ASSIGNMENT: Look through the lines of the material and count those containing "road". Give that count alone.
--- TASK MATERIAL Enclosed Below ---
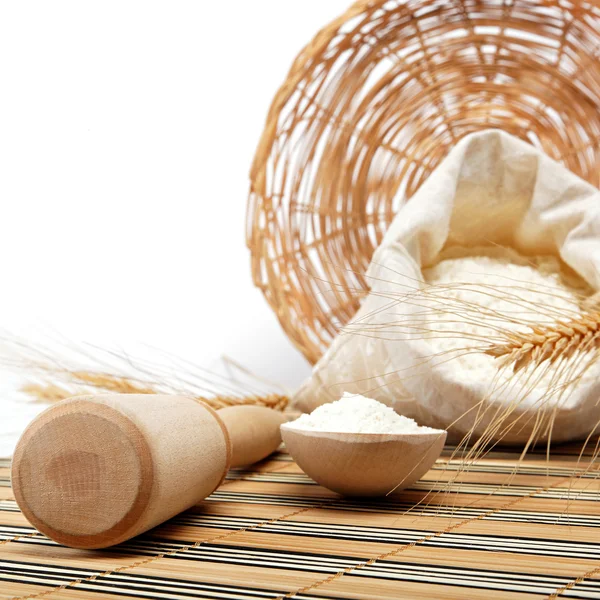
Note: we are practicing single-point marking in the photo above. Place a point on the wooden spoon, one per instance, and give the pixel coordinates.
(363, 464)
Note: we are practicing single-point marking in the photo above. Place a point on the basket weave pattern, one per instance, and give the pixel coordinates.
(374, 103)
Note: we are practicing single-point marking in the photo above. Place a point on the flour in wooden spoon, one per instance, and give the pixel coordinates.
(357, 414)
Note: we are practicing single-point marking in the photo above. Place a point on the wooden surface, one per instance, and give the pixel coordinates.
(270, 532)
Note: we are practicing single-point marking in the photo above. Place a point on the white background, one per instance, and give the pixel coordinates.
(127, 130)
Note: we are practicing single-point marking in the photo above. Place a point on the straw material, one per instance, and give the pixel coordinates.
(271, 532)
(374, 103)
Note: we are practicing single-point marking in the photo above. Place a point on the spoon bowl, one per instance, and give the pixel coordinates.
(363, 464)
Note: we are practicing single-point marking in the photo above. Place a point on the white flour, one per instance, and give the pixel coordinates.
(357, 414)
(510, 296)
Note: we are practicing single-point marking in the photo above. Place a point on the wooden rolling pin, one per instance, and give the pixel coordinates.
(93, 471)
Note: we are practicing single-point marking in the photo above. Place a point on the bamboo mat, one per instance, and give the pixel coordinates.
(271, 532)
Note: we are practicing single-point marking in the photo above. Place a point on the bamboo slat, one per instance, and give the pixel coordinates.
(269, 532)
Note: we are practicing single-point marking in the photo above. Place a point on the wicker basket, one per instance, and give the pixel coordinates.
(374, 103)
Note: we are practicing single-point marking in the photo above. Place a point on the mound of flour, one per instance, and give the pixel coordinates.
(357, 414)
(483, 296)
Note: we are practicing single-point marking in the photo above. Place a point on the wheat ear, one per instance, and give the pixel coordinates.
(561, 339)
(85, 382)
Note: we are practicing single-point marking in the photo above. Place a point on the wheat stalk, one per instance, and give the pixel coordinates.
(561, 339)
(88, 382)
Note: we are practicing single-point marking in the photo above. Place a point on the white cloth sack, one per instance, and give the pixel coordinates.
(492, 189)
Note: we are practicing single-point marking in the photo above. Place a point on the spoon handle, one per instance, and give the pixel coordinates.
(253, 431)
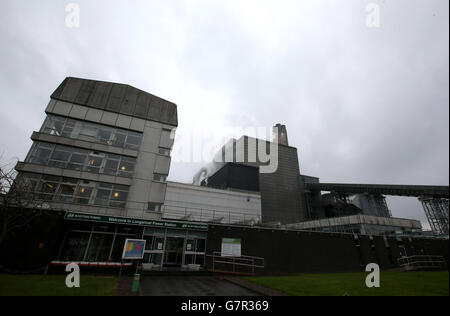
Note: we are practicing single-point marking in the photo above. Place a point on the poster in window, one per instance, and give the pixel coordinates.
(133, 249)
(231, 247)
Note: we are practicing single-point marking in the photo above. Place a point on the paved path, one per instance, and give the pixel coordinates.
(190, 286)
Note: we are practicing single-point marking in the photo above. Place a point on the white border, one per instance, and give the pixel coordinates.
(125, 247)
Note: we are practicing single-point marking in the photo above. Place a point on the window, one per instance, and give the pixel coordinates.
(164, 151)
(159, 177)
(154, 207)
(81, 160)
(69, 190)
(60, 126)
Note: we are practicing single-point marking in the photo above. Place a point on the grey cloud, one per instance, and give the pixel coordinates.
(362, 105)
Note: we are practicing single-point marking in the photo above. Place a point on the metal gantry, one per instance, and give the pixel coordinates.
(436, 210)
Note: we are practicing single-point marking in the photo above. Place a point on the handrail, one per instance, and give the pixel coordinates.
(234, 262)
(422, 261)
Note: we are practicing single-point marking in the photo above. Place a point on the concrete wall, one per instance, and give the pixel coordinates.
(207, 204)
(286, 251)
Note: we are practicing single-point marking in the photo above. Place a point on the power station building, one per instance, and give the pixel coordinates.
(98, 167)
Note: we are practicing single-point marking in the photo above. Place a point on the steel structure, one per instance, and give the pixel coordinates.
(435, 199)
(436, 210)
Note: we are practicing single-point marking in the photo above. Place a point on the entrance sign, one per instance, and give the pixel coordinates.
(134, 221)
(231, 247)
(133, 249)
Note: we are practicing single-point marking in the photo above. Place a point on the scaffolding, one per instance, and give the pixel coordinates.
(379, 206)
(436, 210)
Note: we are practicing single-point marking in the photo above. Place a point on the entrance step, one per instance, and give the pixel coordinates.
(176, 272)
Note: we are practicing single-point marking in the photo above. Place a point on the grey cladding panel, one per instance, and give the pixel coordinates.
(155, 108)
(116, 98)
(70, 90)
(85, 92)
(100, 96)
(142, 105)
(129, 101)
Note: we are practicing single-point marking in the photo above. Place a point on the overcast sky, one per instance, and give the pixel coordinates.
(364, 105)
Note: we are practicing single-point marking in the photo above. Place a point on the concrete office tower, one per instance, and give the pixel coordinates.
(280, 135)
(103, 148)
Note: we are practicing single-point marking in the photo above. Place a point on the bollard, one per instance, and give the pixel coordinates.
(135, 286)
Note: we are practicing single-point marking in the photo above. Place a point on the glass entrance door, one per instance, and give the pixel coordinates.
(173, 255)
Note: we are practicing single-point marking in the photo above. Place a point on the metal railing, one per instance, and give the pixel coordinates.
(422, 262)
(210, 216)
(236, 265)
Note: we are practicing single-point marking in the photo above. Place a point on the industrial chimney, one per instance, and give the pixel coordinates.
(280, 134)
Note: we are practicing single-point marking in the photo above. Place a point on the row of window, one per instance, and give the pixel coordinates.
(70, 190)
(67, 127)
(81, 160)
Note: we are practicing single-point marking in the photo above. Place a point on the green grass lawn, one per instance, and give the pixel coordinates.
(55, 285)
(353, 284)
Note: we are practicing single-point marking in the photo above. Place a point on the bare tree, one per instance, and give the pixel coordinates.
(18, 207)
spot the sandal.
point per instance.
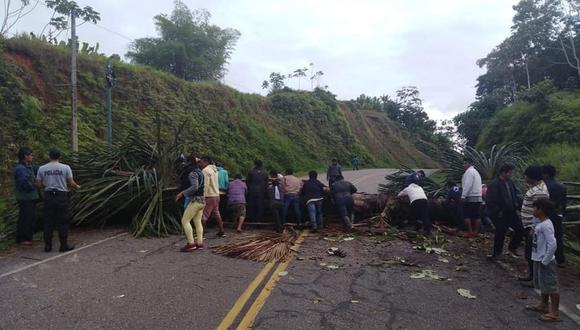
(550, 318)
(537, 309)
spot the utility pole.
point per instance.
(110, 78)
(73, 79)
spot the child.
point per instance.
(544, 276)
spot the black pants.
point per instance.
(26, 218)
(57, 213)
(256, 205)
(529, 239)
(278, 214)
(502, 224)
(559, 233)
(420, 213)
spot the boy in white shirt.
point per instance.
(543, 256)
(419, 207)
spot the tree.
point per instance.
(299, 73)
(316, 77)
(569, 27)
(275, 83)
(412, 115)
(189, 46)
(14, 11)
(62, 10)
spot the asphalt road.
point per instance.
(115, 281)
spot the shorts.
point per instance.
(238, 210)
(471, 210)
(545, 278)
(212, 208)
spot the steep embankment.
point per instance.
(548, 125)
(302, 130)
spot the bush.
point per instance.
(564, 156)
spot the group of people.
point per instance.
(202, 183)
(51, 182)
(534, 217)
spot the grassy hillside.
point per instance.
(549, 125)
(302, 130)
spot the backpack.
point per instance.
(184, 179)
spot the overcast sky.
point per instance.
(363, 46)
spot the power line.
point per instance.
(114, 32)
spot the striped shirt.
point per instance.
(536, 192)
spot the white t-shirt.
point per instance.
(414, 192)
(471, 184)
(544, 242)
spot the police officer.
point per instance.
(55, 179)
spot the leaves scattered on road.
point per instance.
(466, 293)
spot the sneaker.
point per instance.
(524, 279)
(513, 254)
(189, 247)
(66, 248)
(492, 257)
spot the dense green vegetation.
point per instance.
(287, 129)
(529, 92)
(188, 46)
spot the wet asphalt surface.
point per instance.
(129, 283)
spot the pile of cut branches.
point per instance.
(261, 247)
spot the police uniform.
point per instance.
(57, 209)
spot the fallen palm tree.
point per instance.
(263, 247)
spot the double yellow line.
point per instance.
(253, 311)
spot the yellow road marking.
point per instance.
(241, 302)
(250, 317)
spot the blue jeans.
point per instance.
(292, 200)
(315, 213)
(344, 207)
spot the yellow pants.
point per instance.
(194, 211)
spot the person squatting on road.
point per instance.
(342, 191)
(193, 191)
(56, 178)
(502, 203)
(276, 198)
(538, 190)
(237, 191)
(257, 181)
(26, 194)
(211, 194)
(292, 187)
(419, 206)
(415, 177)
(471, 198)
(453, 204)
(333, 172)
(557, 193)
(354, 161)
(544, 274)
(313, 193)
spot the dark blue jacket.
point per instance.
(312, 189)
(25, 182)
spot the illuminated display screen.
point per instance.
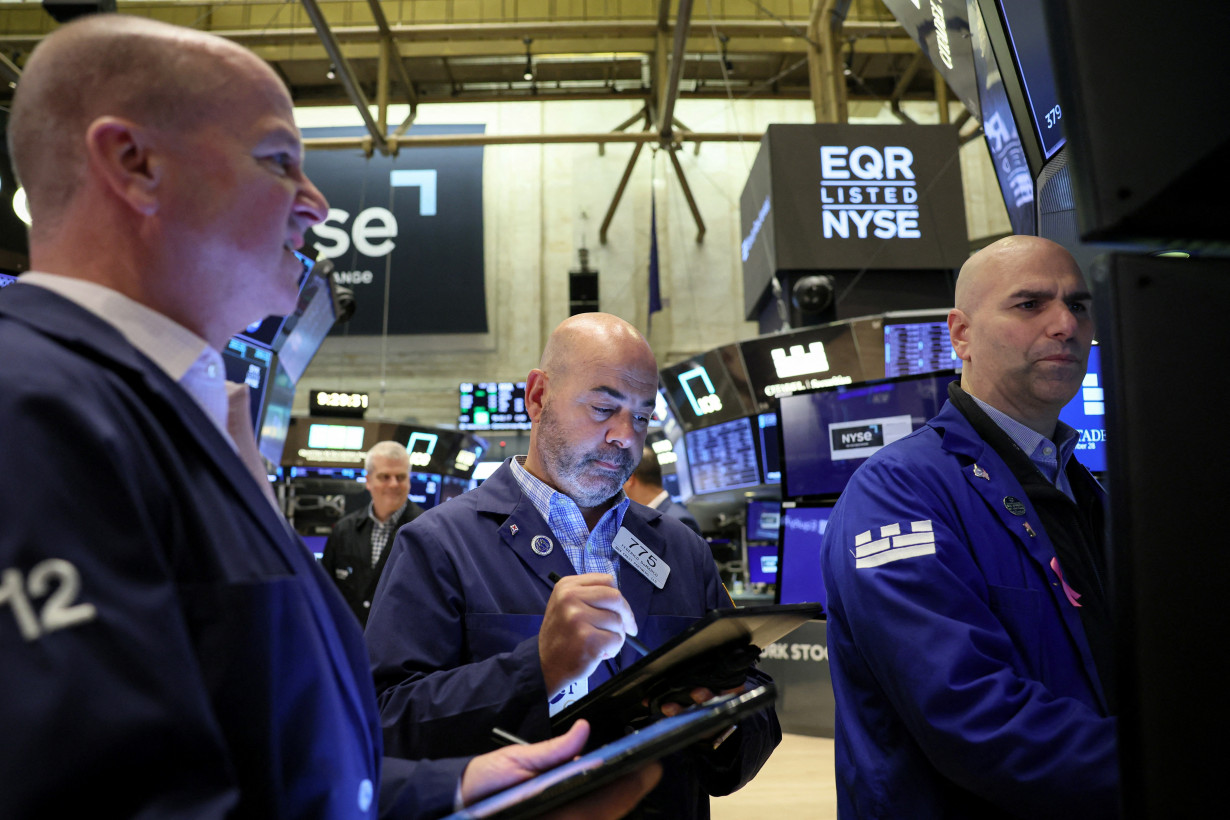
(424, 488)
(493, 406)
(335, 437)
(722, 456)
(709, 389)
(916, 348)
(1027, 35)
(1086, 413)
(798, 563)
(764, 519)
(828, 434)
(763, 563)
(808, 359)
(770, 448)
(249, 364)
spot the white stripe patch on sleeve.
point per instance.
(893, 545)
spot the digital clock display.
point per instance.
(338, 402)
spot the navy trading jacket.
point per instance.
(453, 633)
(963, 680)
(167, 646)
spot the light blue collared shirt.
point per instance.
(180, 353)
(589, 552)
(1051, 457)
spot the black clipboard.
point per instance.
(716, 652)
(575, 778)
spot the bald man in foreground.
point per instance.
(468, 628)
(969, 638)
(169, 648)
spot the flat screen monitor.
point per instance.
(798, 556)
(297, 336)
(770, 448)
(303, 331)
(709, 389)
(279, 396)
(453, 486)
(764, 520)
(316, 544)
(722, 456)
(798, 360)
(424, 489)
(828, 434)
(670, 483)
(249, 364)
(918, 346)
(1086, 413)
(492, 406)
(763, 563)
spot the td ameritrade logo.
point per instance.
(868, 192)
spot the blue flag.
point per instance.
(654, 293)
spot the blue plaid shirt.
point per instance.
(589, 552)
(1048, 456)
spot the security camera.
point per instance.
(813, 293)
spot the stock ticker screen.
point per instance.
(492, 406)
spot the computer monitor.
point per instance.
(763, 563)
(1086, 413)
(770, 448)
(798, 556)
(918, 342)
(453, 486)
(828, 434)
(492, 406)
(722, 456)
(424, 489)
(249, 364)
(764, 520)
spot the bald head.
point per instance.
(1022, 328)
(150, 73)
(1012, 257)
(591, 400)
(583, 341)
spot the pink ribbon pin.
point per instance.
(1068, 590)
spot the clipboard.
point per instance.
(716, 652)
(577, 777)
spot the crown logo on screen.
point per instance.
(797, 362)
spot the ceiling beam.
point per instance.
(346, 73)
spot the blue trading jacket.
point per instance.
(963, 681)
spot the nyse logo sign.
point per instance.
(868, 192)
(405, 232)
(374, 229)
(855, 438)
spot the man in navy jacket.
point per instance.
(468, 628)
(964, 566)
(167, 646)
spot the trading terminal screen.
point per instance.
(492, 406)
(722, 456)
(916, 348)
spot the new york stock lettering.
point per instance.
(868, 191)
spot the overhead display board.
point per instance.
(830, 197)
(417, 218)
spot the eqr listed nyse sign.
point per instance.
(868, 191)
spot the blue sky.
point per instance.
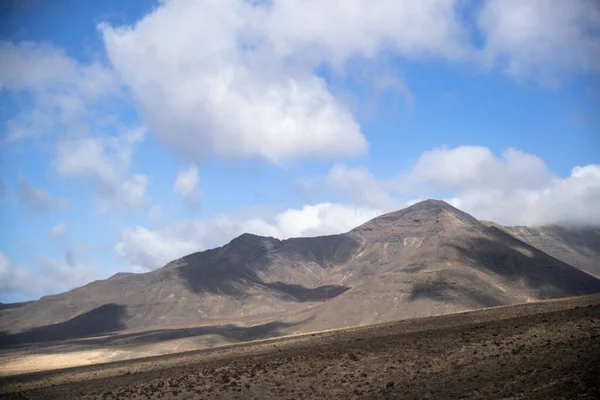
--- End of Enclosed TASK MATERIAL ---
OUTPUT OF THE TASK: 4